Exercise:
Reproduce the entries starting at the line containing "Scan the photo. Do you find any green utility" and ending at the line containing "[1015, 616, 1094, 679]", requests included, with each bounding-box coordinate in the answers multiplied by 2.25 and rounded to a whole number, halves rounding up. Keep the requests and their sample boxes as they are.
_ _ _
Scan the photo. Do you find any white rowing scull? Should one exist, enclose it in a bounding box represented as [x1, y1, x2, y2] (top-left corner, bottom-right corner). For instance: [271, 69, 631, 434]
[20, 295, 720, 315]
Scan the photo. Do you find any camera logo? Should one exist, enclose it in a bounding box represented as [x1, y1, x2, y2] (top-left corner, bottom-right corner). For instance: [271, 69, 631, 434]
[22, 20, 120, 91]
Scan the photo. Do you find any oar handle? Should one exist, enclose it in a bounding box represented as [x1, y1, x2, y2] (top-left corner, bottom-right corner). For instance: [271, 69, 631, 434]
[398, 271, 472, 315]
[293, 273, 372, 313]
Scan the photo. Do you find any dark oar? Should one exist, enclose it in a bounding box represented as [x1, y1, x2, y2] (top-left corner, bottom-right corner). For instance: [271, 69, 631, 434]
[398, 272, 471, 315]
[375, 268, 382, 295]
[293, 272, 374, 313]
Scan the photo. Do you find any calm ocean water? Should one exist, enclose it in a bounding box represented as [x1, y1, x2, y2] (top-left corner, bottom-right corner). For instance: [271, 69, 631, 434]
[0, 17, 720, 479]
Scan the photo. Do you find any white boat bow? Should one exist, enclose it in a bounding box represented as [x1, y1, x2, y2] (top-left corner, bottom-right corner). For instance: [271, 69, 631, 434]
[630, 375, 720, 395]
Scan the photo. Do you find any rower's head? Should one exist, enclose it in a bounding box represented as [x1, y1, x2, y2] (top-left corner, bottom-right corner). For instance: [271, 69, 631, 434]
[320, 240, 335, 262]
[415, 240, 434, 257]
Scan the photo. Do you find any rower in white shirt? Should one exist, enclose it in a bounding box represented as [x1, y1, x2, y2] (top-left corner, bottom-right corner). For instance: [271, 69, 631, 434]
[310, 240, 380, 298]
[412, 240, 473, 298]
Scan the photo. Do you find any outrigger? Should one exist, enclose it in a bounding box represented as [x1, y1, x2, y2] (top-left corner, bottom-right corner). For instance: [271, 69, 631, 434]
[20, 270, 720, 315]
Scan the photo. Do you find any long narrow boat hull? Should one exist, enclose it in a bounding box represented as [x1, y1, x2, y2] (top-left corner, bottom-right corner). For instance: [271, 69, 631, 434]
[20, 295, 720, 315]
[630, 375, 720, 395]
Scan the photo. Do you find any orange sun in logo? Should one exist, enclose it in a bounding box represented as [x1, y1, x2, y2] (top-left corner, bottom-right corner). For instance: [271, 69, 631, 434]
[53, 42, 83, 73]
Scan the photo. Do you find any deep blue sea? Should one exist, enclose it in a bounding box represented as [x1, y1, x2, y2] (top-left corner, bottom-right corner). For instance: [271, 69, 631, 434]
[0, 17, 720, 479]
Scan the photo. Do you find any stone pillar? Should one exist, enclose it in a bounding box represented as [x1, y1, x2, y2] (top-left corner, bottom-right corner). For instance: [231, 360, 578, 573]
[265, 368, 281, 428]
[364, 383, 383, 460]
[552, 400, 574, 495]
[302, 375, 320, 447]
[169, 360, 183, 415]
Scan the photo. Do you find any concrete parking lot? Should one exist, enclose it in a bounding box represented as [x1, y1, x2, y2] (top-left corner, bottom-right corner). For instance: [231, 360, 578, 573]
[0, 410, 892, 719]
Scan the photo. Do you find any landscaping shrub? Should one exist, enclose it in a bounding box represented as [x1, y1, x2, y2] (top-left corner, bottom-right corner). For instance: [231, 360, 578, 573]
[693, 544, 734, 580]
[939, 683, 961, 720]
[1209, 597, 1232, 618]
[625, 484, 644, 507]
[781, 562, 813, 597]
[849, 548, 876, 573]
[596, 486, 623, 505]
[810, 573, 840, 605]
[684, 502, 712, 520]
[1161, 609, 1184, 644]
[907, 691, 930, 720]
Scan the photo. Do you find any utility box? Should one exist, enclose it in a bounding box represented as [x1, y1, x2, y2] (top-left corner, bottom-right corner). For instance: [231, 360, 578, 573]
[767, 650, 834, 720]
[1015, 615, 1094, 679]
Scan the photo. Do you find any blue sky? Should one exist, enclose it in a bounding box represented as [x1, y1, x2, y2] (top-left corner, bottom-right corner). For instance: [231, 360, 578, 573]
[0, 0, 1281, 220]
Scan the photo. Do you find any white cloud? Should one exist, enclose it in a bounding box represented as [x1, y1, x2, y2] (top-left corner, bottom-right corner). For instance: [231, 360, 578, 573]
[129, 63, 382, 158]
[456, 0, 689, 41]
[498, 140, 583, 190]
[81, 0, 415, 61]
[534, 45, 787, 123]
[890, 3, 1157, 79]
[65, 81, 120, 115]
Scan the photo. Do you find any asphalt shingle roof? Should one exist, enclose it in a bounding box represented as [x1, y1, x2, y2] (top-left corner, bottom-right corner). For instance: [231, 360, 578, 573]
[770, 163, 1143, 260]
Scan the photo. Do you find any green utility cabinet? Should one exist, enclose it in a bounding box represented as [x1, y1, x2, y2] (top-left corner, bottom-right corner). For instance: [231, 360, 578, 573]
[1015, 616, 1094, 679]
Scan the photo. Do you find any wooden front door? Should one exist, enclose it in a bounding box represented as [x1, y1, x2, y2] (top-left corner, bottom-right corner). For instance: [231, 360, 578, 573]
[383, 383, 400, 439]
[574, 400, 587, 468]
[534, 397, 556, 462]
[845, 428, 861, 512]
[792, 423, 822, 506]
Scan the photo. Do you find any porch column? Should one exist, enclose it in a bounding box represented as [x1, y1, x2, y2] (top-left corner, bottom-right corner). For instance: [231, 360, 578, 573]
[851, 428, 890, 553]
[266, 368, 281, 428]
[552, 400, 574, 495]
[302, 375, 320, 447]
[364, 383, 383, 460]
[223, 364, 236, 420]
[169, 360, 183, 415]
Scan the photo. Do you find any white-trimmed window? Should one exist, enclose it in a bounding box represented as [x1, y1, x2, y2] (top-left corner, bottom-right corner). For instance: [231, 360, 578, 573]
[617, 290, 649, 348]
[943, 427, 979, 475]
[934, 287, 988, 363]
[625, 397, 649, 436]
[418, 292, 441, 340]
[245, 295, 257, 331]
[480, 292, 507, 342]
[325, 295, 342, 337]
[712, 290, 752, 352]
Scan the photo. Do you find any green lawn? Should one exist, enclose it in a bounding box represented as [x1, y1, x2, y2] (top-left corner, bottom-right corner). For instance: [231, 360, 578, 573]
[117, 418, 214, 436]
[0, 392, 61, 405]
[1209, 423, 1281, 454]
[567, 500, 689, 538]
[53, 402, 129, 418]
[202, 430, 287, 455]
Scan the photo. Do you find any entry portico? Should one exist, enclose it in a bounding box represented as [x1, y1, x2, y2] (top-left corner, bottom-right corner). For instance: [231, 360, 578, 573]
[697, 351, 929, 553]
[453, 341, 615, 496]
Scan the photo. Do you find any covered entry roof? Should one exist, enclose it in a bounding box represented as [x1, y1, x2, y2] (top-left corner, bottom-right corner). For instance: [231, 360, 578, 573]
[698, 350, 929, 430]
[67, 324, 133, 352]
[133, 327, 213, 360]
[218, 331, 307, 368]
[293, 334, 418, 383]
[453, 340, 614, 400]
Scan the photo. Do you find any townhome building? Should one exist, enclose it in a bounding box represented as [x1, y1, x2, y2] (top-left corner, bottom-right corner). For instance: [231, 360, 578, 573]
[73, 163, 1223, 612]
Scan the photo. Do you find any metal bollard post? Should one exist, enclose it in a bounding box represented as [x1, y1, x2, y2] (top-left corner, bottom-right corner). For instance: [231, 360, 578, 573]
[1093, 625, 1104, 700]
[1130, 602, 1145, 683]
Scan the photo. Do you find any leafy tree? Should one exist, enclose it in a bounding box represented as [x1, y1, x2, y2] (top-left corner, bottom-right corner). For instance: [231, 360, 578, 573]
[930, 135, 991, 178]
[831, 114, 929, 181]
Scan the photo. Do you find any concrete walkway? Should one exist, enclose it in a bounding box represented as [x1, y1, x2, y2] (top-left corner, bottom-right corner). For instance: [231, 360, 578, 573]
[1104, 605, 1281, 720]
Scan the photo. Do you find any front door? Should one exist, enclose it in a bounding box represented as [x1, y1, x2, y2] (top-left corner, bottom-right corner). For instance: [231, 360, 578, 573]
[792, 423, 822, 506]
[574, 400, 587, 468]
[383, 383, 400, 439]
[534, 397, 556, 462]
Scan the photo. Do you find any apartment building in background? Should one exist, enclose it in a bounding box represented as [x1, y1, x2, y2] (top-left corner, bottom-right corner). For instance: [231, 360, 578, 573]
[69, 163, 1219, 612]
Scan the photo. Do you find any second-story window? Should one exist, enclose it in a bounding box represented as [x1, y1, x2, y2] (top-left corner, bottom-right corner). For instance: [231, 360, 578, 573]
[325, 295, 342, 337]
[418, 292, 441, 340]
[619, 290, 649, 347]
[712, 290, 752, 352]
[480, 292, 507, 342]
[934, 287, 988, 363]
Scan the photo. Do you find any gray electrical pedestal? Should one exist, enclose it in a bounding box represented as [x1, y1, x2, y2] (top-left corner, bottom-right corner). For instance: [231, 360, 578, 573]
_ _ _
Result for this task:
Scan the photo. Do you find any green utility cabinet? Should one exist, enclose it in a bounding box represented as [x1, y1, x2, y2] (top-left corner, bottom-right corner). For instance: [231, 360, 578, 573]
[2284, 1386, 2462, 1528]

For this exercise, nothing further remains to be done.